[EXTRACTED DATA Boundary: Start]

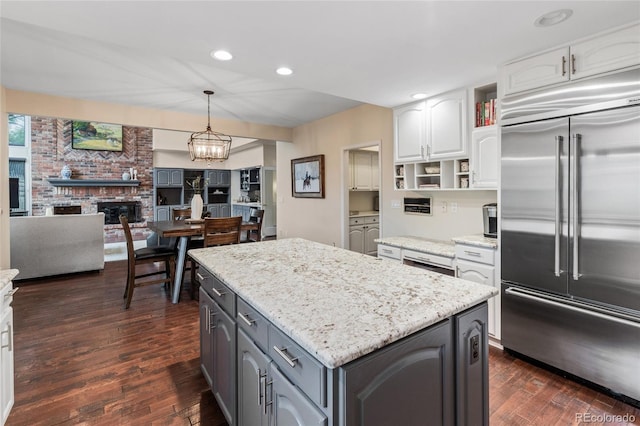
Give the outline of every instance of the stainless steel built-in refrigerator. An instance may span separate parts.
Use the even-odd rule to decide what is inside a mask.
[[[505,97],[502,344],[640,400],[640,70]]]

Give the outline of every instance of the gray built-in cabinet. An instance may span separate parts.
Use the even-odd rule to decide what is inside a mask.
[[[487,304],[337,368],[198,271],[201,368],[229,425],[487,425]]]
[[[154,220],[171,220],[172,209],[191,204],[194,191],[189,186],[197,176],[205,180],[202,191],[204,211],[211,217],[231,216],[230,170],[153,169]]]

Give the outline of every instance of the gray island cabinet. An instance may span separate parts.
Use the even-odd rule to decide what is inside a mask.
[[[299,238],[189,254],[229,425],[488,424],[492,287]]]

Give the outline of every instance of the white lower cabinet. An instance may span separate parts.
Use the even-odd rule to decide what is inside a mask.
[[[402,262],[402,249],[400,247],[378,244],[378,257],[383,260]]]
[[[4,424],[14,403],[14,364],[13,364],[13,288],[11,281],[0,288],[0,407]]]
[[[496,249],[456,243],[456,277],[499,288],[496,280]],[[500,339],[500,295],[488,301],[489,335]]]
[[[379,216],[349,219],[349,250],[376,256],[380,237]]]
[[[13,390],[13,308],[4,309],[0,320],[1,341],[0,348],[0,401],[2,402],[2,424],[9,417],[14,402]]]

[EXTRACTED DATA Boundary: End]

All of the data above must be printed exactly, minus its pictures.

Give the outline of every instance of the stainless steel built-in refrigerator. An instance may span separate parts.
Use the even-odd rule to decide what is inside a mask.
[[[505,97],[502,344],[640,400],[640,70]]]

Give the outline of every instance of the gray built-in cabinet. An instance may span separate parts.
Use the even-odd rule to decide what is inside a mask.
[[[487,304],[337,368],[198,271],[201,368],[229,425],[487,425]]]
[[[154,220],[171,220],[172,209],[191,204],[194,191],[189,186],[197,176],[205,180],[202,191],[204,211],[211,217],[231,216],[230,170],[153,169]]]

Give the outline of every instance of the gray island cabinet. An instance may span separate parts.
Use the even-odd rule to decide what is inside a mask.
[[[299,238],[189,254],[229,425],[488,424],[492,287]]]

Give the outline of every instance of the white lower cabinet. An instance may span separate parts.
Use the even-odd rule to decide what is inside a mask.
[[[402,262],[402,249],[400,247],[378,244],[378,257],[383,260]]]
[[[4,424],[14,403],[14,364],[13,364],[13,288],[11,281],[0,288],[0,407]]]
[[[496,249],[456,243],[456,277],[499,288],[496,280]],[[500,339],[500,295],[488,301],[489,335]]]
[[[379,216],[349,219],[349,250],[376,256],[380,237]]]
[[[13,390],[13,308],[4,309],[0,320],[1,341],[0,348],[0,401],[2,402],[2,424],[9,417],[14,402]]]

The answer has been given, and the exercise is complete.